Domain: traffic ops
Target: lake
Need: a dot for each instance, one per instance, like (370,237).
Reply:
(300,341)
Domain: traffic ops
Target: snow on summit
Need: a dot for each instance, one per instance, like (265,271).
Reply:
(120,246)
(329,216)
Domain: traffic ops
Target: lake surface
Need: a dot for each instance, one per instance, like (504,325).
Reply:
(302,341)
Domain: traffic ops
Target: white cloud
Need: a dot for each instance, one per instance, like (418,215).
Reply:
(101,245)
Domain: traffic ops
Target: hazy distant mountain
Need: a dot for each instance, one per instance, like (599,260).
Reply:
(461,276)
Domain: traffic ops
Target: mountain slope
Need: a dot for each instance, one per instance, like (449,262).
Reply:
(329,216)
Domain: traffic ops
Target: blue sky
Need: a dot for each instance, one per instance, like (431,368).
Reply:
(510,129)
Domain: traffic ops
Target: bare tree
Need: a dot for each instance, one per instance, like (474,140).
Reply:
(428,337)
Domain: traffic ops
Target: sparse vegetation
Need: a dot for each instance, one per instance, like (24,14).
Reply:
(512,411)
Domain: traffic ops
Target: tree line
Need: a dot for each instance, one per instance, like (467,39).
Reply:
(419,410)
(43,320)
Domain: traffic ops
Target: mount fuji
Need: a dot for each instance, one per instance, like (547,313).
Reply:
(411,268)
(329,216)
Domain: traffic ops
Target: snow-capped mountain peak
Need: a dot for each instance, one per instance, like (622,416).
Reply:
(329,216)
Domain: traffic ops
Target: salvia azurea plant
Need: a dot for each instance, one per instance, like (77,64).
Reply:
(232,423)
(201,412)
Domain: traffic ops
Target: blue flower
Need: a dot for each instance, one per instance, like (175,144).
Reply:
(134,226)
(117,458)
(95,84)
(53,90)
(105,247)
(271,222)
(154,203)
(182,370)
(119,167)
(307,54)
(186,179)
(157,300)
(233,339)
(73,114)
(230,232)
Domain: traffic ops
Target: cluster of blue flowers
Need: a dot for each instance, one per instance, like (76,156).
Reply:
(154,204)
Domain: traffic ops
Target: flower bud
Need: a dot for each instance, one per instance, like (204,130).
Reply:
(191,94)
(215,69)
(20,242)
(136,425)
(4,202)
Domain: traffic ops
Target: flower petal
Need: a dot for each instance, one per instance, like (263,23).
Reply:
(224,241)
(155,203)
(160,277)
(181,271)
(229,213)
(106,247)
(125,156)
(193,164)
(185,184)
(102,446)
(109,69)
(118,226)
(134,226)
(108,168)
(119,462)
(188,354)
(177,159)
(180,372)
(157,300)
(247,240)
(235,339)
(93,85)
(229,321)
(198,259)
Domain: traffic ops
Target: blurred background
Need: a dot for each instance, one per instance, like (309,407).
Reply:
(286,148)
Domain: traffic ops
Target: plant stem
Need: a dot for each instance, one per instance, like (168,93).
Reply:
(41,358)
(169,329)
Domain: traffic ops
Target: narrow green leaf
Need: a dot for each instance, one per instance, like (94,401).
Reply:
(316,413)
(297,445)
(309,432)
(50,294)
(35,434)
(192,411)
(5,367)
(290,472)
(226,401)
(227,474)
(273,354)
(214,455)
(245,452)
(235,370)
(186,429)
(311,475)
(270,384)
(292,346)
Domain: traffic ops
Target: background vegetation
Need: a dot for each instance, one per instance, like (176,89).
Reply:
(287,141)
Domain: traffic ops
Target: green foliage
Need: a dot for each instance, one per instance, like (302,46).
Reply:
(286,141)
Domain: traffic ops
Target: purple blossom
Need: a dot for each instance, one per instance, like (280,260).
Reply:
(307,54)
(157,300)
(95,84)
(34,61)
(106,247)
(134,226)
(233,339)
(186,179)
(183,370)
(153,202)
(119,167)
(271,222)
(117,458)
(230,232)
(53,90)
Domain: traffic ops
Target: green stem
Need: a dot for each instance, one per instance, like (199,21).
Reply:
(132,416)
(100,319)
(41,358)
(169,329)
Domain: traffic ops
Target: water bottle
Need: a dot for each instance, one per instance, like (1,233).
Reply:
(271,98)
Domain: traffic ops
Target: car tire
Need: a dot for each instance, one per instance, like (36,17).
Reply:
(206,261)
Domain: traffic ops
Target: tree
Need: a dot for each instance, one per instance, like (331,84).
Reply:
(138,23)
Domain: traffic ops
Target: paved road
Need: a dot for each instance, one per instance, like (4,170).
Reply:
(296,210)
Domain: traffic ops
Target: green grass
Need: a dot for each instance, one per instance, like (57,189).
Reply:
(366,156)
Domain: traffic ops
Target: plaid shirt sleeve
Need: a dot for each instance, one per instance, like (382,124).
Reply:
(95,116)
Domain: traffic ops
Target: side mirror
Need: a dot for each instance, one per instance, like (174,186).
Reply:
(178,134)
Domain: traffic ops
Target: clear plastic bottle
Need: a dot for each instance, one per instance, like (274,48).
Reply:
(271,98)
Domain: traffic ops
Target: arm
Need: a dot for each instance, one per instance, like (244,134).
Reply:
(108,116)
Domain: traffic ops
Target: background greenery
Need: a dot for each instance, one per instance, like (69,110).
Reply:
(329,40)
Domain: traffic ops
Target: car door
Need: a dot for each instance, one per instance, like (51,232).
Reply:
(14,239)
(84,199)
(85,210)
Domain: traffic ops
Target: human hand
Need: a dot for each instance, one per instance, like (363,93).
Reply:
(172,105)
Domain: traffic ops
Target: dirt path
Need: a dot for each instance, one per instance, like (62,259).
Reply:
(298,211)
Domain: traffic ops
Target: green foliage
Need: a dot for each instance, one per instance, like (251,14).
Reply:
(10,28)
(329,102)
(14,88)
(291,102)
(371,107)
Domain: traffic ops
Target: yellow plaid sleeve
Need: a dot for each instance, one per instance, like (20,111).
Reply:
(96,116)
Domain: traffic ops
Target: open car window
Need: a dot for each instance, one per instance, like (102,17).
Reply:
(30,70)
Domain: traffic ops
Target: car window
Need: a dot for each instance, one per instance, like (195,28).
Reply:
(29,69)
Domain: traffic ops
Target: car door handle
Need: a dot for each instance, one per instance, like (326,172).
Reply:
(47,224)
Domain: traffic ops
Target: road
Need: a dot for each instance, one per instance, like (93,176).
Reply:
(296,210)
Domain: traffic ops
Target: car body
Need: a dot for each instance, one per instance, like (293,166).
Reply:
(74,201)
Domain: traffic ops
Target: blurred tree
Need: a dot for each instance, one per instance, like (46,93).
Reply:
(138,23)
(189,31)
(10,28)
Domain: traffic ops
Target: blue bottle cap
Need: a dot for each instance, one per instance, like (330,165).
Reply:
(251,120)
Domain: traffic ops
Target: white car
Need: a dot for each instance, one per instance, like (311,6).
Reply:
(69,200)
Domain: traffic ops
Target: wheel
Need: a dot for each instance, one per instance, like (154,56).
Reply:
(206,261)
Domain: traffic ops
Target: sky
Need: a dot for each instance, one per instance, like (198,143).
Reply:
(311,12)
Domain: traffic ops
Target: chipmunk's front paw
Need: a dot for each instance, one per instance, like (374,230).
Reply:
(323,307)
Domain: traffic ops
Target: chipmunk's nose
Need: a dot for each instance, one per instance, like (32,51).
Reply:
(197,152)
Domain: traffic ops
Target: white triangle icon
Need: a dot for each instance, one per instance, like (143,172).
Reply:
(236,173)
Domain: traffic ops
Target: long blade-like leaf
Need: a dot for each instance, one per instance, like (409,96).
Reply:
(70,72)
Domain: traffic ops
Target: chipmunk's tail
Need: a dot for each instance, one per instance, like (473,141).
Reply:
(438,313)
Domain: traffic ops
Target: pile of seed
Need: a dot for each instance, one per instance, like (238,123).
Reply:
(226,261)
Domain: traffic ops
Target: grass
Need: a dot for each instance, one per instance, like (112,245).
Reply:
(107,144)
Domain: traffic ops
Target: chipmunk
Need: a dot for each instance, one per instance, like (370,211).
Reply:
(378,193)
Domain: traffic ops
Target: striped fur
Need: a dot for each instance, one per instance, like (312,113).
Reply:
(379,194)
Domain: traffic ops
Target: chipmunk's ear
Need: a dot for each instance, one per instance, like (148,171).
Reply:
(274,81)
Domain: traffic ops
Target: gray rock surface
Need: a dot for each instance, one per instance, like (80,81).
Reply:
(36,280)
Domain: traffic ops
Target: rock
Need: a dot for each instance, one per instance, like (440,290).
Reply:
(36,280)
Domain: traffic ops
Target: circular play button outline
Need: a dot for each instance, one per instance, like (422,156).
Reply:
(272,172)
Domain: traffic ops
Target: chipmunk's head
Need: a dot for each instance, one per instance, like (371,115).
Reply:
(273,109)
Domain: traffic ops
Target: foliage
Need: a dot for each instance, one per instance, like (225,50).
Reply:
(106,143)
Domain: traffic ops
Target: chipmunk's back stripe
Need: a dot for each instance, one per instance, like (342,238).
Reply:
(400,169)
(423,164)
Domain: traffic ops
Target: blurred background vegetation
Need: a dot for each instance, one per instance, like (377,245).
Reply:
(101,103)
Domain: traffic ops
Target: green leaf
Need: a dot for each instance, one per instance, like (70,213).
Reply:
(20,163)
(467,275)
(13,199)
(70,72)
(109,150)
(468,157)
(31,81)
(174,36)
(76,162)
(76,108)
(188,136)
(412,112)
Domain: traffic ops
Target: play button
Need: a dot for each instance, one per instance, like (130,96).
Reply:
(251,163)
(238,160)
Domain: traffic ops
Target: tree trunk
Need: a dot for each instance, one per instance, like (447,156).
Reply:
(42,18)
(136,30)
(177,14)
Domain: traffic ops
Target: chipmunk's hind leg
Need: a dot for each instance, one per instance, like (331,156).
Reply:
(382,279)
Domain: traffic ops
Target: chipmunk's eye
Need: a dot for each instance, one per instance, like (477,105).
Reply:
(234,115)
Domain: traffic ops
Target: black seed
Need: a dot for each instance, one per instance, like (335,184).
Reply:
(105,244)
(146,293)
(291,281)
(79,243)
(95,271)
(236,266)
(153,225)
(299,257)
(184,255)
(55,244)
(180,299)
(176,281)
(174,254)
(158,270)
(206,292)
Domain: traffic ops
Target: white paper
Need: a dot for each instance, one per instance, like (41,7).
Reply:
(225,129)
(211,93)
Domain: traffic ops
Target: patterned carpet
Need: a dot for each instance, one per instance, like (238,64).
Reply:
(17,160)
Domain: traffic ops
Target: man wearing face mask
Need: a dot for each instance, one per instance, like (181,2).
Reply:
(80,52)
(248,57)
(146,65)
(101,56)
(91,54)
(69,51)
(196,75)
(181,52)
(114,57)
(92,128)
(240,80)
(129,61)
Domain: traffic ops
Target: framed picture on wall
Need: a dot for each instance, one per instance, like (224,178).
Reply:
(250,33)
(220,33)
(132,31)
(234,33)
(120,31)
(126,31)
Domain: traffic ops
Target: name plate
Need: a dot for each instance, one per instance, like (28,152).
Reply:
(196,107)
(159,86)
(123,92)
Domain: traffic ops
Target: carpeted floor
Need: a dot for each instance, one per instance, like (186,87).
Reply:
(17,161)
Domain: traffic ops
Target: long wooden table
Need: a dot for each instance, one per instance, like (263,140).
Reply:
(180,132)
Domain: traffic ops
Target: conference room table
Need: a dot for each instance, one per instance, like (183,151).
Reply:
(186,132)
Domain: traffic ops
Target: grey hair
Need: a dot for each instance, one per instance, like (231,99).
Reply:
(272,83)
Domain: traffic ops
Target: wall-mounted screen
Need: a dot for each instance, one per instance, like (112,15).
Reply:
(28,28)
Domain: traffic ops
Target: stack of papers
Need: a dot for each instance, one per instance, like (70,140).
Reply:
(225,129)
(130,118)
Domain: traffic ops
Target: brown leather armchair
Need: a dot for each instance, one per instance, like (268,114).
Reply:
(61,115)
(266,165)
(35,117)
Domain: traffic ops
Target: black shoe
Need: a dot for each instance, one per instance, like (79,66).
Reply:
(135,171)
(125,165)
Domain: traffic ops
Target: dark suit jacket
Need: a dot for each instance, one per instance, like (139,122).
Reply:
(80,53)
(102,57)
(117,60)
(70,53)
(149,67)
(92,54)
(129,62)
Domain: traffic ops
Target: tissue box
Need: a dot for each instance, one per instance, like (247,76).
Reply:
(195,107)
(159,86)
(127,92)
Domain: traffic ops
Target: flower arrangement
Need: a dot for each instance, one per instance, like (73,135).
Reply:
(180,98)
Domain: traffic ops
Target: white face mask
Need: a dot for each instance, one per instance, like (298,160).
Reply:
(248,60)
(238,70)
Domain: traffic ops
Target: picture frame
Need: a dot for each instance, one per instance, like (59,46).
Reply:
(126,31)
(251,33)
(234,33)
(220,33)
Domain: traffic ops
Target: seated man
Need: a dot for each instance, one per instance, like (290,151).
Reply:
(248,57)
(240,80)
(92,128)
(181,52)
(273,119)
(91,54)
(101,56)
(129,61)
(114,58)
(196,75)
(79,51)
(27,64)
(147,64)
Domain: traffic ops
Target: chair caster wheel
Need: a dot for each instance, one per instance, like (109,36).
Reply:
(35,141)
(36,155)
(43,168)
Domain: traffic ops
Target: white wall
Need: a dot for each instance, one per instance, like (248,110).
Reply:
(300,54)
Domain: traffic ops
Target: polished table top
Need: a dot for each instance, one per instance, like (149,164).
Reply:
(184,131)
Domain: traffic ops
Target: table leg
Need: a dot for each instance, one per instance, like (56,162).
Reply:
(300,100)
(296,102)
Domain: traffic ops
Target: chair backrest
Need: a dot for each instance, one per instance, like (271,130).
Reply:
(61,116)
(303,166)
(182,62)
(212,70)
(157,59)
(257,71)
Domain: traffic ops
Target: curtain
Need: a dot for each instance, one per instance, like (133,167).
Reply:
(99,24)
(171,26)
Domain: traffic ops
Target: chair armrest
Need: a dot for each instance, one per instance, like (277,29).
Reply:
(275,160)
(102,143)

★ ★ ★ ★ ★ ★ ★

• _Written request_:
Find every line in the data above that contains the string "bottle", treating uppercase and lowercase as different, and copy each of those lines.

• _Task solution_:
Target: water bottle
Target: clear plastic bottle
Target: blue bottle cap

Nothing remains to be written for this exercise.